What to work on:
[A] In the blog post on natural history museums and mediated nature, over what months did the first season of the Unnatural History Museum event series run?
[B] Pick up the blog post on natural history museums and mediated nature after its last sentence and write the next part.
++++ Document excerpt ++++
Written by Verity Burke, John Pollard Newman Fellow of Climate Change and the Arts, University College Dublin.
We’re at a crucial historical moment, in which the International Union for Conservation of Nature Red List has announced a catastrophic decline in global biodiversity, and the Intergovernmental Panel on Climate Change has reported on the devastating trajectory of the climate crisis. Museums have an important role to play in communicating the value of nature. Yet nature is, necessarily, mediated in museums, through taxidermy dioramas and skeletal mounts; virtual tours and digital databases; image, text and film. While the natural world has always been mediated in the museum space, what does this mediation mean now for natural history museums and collections, and the natures they present?
These are some of the questions which drive my research into museum representations of the natural world, and was the inspiration behind putting together an event series called ‘The Unnatural History Museum: Mediating Nature in the Sixth Mass Extinction’ (part of the Irish Research Council-funded project ‘Still Lives: Organic and Digital Animals in the Natural History Museum’ at Trinity College Dublin). I was keen to make a space to have these conversations across disciplines and sectors (something which we get surprisingly few opportunities to do, despite often working on similar topics or issues), to allow us to share what we were doing and discuss why. This blog is a short overview of the topics that the first season of the Unnatural History Museum engaged with from September 2022 to April 2023, with some excitement about what arose in the first season, and in anticipation of continuing these conversations in a planned second season.
The events were hosted on Zoom to enable international participation, and took the format of short presentations around a specific theme, followed by a roundtable discussion between the academics and heritage professionals, as well as questions and participation from audience members.
++++ Data section ++++
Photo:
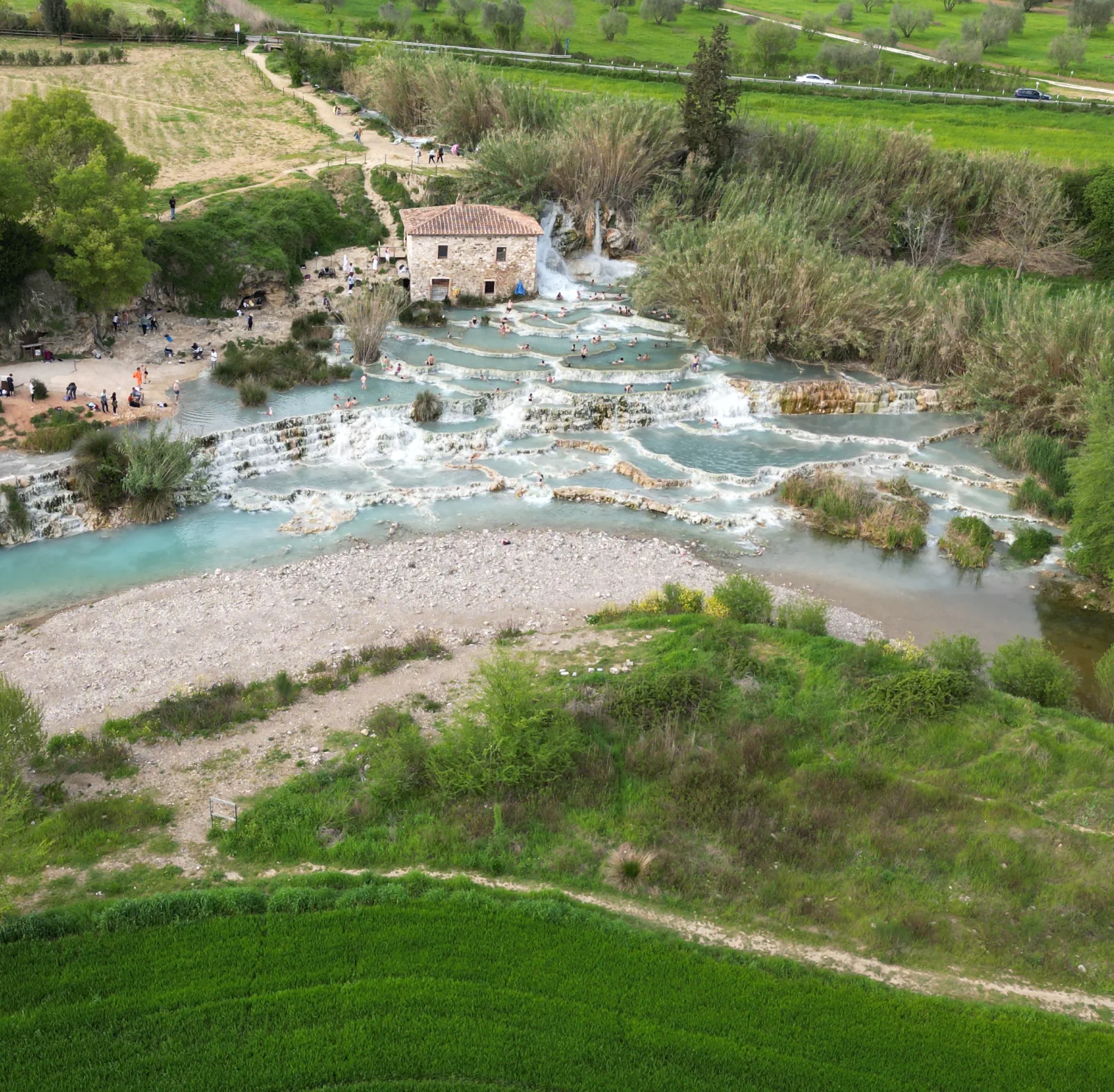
++++
Answer list:
[A] From September 2022 to April 2023.

[B]
Our first session was concerned with extinction, with Adam Searle (University of Nottingham) presenting on El Museo del Bucardo’s generation of meaning in an era of both extinctions and the promised possibilities of de-extinctions; Will Tattersdill (University of Glasgow) discussed how museums frequently conclude their dinosaur exhibitions with the extinction event despite the millions of years such creatures existed; Isla Gladstone (Bristol Museum) considered if and why the real animal remains present in taxidermy were important to telling extinction stories; and Dolly Jørgensen (Universitet i Stavanger) discussed animation and play in the context of the seriousness of extinction.
The second discussed the benefits and limits of digital media, with Paolo Viscardi (National Museum of Ireland Natural History) discussing the multiple platforms and technologies available to expand static display spaces; Matthew Brower (University of Toronto) reflecting on the mediation of non-human life in the Digital Animalities exhibitions; Elizabeth Heyne (Museum für Naturkunde) analysing the potentials of digital collections in the Anthropocene; and Marijke Besselink (Naturalis) demonstrating how complex processes such as evolution can be mediated by digital storytelling.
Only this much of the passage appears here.